#### Problem
Reproduce every record exactly as written.

(Source records)

+ + +

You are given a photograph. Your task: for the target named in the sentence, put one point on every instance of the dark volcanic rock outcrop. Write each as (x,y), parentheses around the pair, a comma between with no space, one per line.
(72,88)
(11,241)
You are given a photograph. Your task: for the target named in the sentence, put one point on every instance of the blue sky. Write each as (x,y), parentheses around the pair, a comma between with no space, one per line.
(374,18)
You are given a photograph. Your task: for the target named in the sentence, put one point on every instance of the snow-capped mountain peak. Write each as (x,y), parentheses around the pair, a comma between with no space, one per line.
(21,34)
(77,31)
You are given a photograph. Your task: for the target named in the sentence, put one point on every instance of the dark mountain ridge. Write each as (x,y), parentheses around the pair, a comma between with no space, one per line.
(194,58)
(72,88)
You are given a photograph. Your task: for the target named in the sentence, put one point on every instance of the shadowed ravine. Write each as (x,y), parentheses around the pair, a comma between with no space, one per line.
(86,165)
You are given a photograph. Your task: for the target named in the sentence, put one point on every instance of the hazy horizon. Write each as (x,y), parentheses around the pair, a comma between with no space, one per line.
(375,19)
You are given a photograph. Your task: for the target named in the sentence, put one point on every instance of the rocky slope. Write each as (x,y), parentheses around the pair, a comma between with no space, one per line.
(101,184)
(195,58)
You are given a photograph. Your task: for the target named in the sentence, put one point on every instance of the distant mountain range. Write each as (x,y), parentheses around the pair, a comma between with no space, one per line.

+ + +

#### Answer space
You are given a photograph. Your task: for the target named in the sentence, put one point on every instance of the dark volcanic rock outcrop. Write each as (x,y), parentheses around the pair, a comma between with no space, one per line.
(72,88)
(11,241)
You are given a photograph. Your task: for the target named in the sentence, put one point on every instance of the blue sky. Write each as (x,y), parentheses around the pair, a comma between with no space, one per line.
(374,18)
You are given a photograph. Your task: for the target named in the sentence, put one point on every instance of the snow-capped mountain peak. Write each as (x,y), parentheses around the pair, a comma between with no space, one per line.
(21,34)
(77,31)
You are given a photograph. Your task: for the target named in the sentence, put one point on every instance of the dark mountain ridge. Write each as (x,y), parentheses around the pair, a comma between with no space, one per line.
(194,58)
(72,88)
You are given a photograph. Your task: for the target named in the sentence, put one point on every instance of the shadowed ravine. Write each as (x,y), parentheses around the pair, a comma between with no space, one per line.
(86,165)
You are given a photograph. Your task: for the target named in the sentence, put one point on every instance of the hazy horizon. Write each as (x,y), parentheses around the pair, a comma between with no space, one per line.
(375,19)
You are given a photograph. Your task: for the target named in the sentence, put one point on every instance of the rocky slope. Write each as (x,y), parentheses around the pair, a comma between with no space, one per line.
(101,184)
(195,58)
You are given a photograph. Your task: for the target named in the sentence, put one point on every instance of the distant mountain range. Write each as (x,y), parentheses around the pair, a comma between with no space, one per line.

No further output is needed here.